Written instruction -> Output the rows below as a Markdown table with the columns Number and Entry, starting at the row that contains "Where can you spot the tractor" and ending at the row that contains "(1283, 526)". Include both of those rows, number each one, and leave out any blank lines.

Material provided ->
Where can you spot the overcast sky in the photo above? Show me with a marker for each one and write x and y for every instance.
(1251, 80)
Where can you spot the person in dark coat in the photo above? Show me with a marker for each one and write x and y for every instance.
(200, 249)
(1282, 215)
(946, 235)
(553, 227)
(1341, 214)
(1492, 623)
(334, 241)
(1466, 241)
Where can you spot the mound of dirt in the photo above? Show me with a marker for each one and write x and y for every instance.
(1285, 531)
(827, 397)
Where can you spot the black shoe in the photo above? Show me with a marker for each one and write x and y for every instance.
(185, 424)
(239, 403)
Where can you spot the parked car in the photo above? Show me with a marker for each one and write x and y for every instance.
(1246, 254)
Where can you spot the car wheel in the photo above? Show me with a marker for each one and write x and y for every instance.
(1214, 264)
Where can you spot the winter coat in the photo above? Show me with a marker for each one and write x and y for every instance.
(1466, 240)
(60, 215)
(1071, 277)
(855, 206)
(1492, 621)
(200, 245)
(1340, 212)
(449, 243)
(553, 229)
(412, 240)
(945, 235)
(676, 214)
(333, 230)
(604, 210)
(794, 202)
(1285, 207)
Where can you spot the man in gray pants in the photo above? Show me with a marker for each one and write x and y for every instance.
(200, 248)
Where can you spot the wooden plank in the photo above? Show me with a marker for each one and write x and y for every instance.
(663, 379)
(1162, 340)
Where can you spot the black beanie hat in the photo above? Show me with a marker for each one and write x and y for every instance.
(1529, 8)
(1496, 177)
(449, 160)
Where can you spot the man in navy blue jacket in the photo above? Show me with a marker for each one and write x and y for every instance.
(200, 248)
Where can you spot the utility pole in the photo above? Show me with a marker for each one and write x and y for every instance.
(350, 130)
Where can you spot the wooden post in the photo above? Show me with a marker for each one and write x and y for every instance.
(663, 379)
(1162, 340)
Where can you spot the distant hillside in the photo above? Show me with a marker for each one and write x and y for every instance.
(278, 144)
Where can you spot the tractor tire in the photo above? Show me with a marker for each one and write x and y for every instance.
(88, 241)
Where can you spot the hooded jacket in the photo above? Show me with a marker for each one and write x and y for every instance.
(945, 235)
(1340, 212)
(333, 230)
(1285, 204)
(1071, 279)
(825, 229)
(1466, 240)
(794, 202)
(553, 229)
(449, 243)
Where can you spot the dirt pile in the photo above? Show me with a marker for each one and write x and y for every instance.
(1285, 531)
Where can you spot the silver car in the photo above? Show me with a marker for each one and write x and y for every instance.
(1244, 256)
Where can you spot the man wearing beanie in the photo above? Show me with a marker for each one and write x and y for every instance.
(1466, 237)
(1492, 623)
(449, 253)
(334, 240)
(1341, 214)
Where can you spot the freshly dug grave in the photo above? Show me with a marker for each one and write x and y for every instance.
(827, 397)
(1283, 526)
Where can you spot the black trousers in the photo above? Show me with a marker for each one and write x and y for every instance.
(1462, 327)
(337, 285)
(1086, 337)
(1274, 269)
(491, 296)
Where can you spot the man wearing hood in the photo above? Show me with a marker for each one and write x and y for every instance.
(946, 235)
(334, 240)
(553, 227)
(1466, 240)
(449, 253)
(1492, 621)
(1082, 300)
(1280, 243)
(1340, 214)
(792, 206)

* * *

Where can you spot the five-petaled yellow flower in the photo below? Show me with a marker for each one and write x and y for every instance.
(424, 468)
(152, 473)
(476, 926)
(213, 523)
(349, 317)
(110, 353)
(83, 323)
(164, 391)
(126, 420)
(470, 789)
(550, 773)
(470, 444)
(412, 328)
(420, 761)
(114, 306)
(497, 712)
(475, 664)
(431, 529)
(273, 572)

Correct answer ->
| Number | Entry |
|---|---|
| 1 | Where can you spot the tractor tire in the photo above? Show me with a marker for each one and write x and y for every instance. |
| 2 | (88, 241) |
| 3 | Where can you spot the hooded jacket in the photo above? Show me with a marker for each one and write x and y for every instance. |
| 4 | (945, 235) |
| 5 | (1340, 212) |
| 6 | (333, 230) |
| 7 | (1285, 204) |
| 8 | (1071, 279) |
| 9 | (825, 229) |
| 10 | (1466, 240) |
| 11 | (794, 202) |
| 12 | (553, 229) |
| 13 | (449, 243) |
| 14 | Where can you spot the dirt pile in the photo above? Show me with a marker for each one and write x and y for every instance. |
| 15 | (1285, 531) |
| 16 | Where can you spot the silver car in the photo above? Show me with a marker for each one and write x and y for every instance. |
| 17 | (1244, 256) |
| 18 | Where can you spot the man wearing beanie in the photo above? Show me with a marker for each one and write x and y for every instance. |
| 19 | (1466, 237) |
| 20 | (1492, 623) |
| 21 | (449, 253) |
| 22 | (334, 240) |
| 23 | (1341, 214) |
| 24 | Where can you spot the freshly dug grave in the photo above? Show me with a marker for each one and write x and y for every instance. |
| 25 | (827, 397) |
| 26 | (1283, 526) |